Questions à traiter >>
1) Selon le texte sur Helicobacter pylori, combien d’ulcères compte-t-on chaque année en France ?
2) Recopiez le passage du texte sur Helicobacter pylori qui commence par « Par ailleurs, une » et va jusqu’à « pays développés. . », en changeant « longues années » en « nombreuses années ».

Texte présenté >>
--------------------------------
Par ailleurs, une fois l’estomac colonisé, en l’absence de traitement, la présence bactérienne persiste pendant de longues années, voire toute la vie.
En France, la prévalence de l’infection par Helicobacter Pylori est d’environ 50 % chez les personnes âgées de 60 ans et plus, alors qu’elle n’est que de 20 à 50 % chez les adultes plus jeunes et de 5 à 10 % chez les enfants, grâce à l’amélioration de l’hygiène. La possibilité de contracter l’infection à l’âge adulte est aujourd’hui très rare dans les pays développés. .
Symptômes et évolution
Dans la majorité des cas (environ 80 %), l’infection à
Helicobacter pylori reste asymptomatique, bien qu’elle
provoque constamment une gastrite histologique qui aboutit à une
atrophie de la paroi gastrique. Cependant, en fonction de la souche
bactérienne, de facteurs d’environnement, des caractéristiques
immunitaires et génétiques de l’hôte, une lésion peut se développer
dans 10 à 20 % des cas, parfois à un âge avancé. Il s’agit
d’ulcères gastro-duodénaux, de cancer gastrique, de lymphome du
MALT (mucosa-associated lymphoid tissue). Globalement, l’impact
pathologique d’Helicobacter pylori est très important
puisque, en France, on comptabilise
96 000 ulcères par an, plus souvent dans la population masculine,
avec présence de la bactérie dans 90 % des ulcères duodénaux et 70
% des ulcères gastriques. Enfin, Helicobacter pylori
semble être également impliqué dans certaines affections
extradigestives comme l’anémie ferriprive inexpliquée, le purpura
thrombopénique immunologique et le déficit en vitamine B12.
--------------------------------
Entrées de données enregistrées >>
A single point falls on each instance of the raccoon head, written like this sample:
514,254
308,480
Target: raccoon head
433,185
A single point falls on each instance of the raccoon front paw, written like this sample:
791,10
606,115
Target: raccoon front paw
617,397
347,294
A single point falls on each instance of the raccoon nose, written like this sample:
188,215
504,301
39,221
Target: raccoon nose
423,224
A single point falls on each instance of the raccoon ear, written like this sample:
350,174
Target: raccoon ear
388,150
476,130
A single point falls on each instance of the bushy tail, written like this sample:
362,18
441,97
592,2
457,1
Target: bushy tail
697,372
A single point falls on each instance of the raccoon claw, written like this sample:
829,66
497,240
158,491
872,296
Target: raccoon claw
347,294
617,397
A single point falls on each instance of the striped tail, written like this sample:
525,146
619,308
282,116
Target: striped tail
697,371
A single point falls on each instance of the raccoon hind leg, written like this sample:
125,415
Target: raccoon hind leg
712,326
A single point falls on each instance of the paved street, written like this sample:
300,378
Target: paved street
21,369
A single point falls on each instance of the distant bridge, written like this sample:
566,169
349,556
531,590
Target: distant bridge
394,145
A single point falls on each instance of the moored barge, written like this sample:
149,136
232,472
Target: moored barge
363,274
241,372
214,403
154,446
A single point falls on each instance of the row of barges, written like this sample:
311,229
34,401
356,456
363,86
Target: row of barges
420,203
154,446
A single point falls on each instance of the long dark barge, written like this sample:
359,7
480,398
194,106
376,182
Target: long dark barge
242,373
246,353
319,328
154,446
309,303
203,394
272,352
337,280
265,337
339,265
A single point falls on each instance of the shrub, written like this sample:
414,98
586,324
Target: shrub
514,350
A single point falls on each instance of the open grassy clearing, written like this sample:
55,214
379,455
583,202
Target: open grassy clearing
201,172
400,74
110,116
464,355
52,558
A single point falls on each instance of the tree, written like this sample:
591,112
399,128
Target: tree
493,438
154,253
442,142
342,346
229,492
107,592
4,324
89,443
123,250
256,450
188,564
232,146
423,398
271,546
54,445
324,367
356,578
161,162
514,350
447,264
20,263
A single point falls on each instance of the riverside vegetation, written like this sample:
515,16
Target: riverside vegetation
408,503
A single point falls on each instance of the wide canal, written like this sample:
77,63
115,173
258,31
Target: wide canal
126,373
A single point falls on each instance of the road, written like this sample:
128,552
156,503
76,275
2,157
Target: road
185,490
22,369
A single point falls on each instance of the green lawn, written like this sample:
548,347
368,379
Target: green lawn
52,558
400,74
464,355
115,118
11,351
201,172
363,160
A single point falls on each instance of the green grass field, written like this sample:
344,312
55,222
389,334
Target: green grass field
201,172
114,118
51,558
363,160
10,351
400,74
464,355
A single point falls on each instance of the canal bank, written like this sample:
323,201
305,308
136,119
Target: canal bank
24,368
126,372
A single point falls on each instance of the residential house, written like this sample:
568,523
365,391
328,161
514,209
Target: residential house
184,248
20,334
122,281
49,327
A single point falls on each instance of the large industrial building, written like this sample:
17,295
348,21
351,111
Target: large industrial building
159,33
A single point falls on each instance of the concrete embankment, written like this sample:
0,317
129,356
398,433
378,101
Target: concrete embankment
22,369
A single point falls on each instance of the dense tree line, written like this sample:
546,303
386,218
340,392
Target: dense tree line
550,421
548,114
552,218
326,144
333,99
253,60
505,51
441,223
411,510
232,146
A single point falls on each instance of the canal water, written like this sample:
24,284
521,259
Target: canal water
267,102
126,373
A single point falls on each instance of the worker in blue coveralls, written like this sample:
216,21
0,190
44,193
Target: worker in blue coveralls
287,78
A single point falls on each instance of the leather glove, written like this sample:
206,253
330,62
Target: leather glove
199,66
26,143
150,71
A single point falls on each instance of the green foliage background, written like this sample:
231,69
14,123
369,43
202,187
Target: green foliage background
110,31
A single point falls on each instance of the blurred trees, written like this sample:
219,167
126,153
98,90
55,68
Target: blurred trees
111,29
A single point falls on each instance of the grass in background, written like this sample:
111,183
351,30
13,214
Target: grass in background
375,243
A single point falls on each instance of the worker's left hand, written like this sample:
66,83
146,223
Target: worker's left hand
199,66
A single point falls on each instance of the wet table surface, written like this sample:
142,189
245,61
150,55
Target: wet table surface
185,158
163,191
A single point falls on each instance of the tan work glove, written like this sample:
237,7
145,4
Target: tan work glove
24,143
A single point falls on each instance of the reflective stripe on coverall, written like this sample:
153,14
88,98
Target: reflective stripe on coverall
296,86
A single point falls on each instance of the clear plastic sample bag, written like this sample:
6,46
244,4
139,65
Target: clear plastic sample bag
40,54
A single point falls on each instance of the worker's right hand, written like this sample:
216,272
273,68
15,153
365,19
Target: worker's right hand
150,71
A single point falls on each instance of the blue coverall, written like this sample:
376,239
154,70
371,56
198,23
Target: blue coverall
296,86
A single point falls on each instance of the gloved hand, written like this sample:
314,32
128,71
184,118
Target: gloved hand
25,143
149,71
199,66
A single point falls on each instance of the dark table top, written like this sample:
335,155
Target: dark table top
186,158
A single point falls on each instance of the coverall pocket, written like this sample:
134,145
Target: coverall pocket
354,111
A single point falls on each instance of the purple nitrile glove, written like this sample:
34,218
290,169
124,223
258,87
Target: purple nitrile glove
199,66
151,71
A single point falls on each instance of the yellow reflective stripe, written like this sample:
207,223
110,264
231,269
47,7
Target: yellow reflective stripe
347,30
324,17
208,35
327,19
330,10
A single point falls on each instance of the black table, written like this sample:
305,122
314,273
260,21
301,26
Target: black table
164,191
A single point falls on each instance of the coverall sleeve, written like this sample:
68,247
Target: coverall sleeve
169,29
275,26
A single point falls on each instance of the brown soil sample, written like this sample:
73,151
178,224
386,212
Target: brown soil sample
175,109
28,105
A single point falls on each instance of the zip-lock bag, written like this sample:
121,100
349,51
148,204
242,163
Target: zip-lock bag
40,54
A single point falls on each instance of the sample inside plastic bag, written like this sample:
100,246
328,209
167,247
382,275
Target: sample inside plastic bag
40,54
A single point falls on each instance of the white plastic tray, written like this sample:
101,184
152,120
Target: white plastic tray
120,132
--------------------------------
Liste des réponses >>
1) 96 000 ulcères par an.

2)
Par ailleurs, une fois l’estomac colonisé, en l’absence de traitement, la présence bactérienne persiste pendant de nombreuses années, voire toute la vie.
En France, la prévalence de l’infection par Helicobacter Pylori est d’environ 50 % chez les personnes âgées de 60 ans et plus, alors qu’elle n’est que de 20 à 50 % chez les adultes plus jeunes et de 5 à 10 % chez les enfants, grâce à l’amélioration de l’hygiène. La possibilité de contracter l’infection à l’âge adulte est aujourd’hui très rare dans les pays développés. .